WHAT THE EXERCISE ASKS —
Can you copy out, word for word, the stretch of the Stripe article from "Stripe recently became" through "Agency and Allianz."?

SUPPLIED TEXT —
○ ○ ○ ○ ○ ○ ○

Stripe recently became the most valuable startup in America, valued at $95B. The online payment portal, used by Instacart, Google and Amazon, nearly tripled in value after its latest funding round where the company raised $600M from major investors including Fidelity, Sequoia Capital, Ireland’s National Treasury Management Agency and Allianz.
There are murmurs among investors about a possible IPO in the coming year, but executives at Stripe have been silent on the matter. Some speculate that it could be one of the strongest IPOs of the year. The main reason behind Stripe’s success comes down to the fact that they just have a good business – the technology is simple to use and to integrate into existing software, executives hire well to keep employees happy and the business maintains an admirable reputation for customer service.
Most of Stripe’s clients come from Europe – the founders are from Tipperary, Ireland, and executives intend to use the new funds to build out greater operations on the continent. High profile European users of Stripe include Jaguar Land Rover, Klarna and Maersk. A forward-thinking startup, Stripe will likely increase its reach into Africa and Latin America in the coming decade. Investors see a lot of room for growth, and the easy-to-use software is attracting businesses of all sizes to use the transaction processing software, even if the 2.9% fee is slightly steeper than that of competitors.

○ ○ ○ ○ ○ ○ ○

GIVEN INFORMATION —

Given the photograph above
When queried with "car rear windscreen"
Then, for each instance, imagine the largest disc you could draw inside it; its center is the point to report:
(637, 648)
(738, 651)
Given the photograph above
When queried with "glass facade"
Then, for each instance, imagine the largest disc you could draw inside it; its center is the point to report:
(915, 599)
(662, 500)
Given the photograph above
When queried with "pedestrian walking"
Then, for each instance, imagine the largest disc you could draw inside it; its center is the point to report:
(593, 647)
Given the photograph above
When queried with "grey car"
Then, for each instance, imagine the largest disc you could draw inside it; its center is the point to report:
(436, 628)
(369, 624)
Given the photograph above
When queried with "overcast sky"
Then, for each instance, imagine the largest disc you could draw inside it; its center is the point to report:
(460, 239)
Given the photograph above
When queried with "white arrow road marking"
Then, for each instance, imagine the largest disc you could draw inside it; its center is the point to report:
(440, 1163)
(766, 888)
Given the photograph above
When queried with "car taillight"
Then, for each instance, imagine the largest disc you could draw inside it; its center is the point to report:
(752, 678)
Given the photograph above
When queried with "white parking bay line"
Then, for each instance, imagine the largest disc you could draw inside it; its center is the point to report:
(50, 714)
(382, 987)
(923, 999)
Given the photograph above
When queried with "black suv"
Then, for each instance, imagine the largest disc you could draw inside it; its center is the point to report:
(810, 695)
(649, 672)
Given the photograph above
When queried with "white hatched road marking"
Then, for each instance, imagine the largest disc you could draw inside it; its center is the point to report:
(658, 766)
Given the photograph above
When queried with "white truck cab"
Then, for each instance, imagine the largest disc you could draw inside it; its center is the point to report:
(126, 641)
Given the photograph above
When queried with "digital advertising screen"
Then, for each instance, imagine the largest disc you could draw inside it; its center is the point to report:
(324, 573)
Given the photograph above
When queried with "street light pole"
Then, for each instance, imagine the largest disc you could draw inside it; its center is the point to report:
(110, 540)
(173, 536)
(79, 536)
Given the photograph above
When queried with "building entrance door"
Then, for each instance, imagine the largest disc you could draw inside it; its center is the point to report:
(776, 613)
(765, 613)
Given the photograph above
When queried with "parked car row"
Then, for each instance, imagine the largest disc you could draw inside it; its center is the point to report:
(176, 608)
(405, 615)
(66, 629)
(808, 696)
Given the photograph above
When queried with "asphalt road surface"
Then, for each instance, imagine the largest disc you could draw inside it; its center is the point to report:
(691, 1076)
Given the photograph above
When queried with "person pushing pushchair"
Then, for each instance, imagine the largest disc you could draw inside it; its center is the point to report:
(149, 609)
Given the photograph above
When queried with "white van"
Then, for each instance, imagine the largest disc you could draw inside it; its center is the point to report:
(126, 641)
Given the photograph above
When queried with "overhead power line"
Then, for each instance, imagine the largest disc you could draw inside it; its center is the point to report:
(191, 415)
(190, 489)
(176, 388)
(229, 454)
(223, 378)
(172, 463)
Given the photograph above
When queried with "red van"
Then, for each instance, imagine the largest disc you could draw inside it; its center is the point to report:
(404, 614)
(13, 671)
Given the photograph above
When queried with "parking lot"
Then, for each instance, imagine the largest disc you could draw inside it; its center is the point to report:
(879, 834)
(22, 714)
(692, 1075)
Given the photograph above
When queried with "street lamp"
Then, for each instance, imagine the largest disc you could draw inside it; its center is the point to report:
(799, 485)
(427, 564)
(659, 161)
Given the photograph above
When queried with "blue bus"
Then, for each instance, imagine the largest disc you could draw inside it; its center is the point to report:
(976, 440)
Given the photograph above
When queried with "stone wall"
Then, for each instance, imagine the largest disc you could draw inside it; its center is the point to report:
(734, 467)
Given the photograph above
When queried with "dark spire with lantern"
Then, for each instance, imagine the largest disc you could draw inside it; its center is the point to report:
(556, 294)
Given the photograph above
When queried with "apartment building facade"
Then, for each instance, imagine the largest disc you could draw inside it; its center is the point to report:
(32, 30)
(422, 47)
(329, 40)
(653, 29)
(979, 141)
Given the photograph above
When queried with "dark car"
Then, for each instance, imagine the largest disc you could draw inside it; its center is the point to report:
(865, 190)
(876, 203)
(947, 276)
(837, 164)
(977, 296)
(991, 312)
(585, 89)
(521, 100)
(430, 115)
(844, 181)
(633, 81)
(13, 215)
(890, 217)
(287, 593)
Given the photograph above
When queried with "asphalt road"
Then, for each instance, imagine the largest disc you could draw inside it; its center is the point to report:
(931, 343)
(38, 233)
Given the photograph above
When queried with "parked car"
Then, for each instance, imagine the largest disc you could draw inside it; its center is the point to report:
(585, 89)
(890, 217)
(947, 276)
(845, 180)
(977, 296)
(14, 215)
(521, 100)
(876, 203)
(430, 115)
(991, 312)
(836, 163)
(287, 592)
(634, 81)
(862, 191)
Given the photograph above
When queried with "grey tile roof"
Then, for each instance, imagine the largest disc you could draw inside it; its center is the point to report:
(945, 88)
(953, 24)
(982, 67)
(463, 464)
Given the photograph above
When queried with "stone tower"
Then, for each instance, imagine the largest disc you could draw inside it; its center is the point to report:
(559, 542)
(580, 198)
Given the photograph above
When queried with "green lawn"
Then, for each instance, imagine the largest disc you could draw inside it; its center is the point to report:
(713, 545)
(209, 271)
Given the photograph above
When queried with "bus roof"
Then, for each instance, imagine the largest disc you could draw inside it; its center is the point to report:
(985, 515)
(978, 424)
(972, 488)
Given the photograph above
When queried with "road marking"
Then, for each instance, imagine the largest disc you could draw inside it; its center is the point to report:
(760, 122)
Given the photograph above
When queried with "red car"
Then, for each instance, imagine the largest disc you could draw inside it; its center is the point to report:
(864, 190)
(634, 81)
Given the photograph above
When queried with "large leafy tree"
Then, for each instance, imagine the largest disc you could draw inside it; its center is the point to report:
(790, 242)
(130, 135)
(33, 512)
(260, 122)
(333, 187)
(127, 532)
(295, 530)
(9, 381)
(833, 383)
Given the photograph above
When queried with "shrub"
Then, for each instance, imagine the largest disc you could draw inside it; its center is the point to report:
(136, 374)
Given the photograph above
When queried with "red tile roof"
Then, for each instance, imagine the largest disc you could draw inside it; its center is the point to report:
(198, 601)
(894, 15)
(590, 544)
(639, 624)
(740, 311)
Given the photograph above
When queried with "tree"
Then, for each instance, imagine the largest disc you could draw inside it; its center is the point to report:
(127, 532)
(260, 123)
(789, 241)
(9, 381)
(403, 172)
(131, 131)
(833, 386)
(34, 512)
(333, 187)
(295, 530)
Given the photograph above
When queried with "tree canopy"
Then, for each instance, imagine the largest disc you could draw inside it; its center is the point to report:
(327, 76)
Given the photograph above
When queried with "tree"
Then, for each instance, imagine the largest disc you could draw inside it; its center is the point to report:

○ ○ ○ ○ ○ ○ ○

FINISHED EXERCISE —
Stripe recently became the most valuable startup in America, valued at $95B. The online payment portal, used by Instacart, Google and Amazon, nearly tripled in value after its latest funding round where the company raised $600M from major investors including Fidelity, Sequoia Capital, Ireland’s National Treasury Management Agency and Allianz.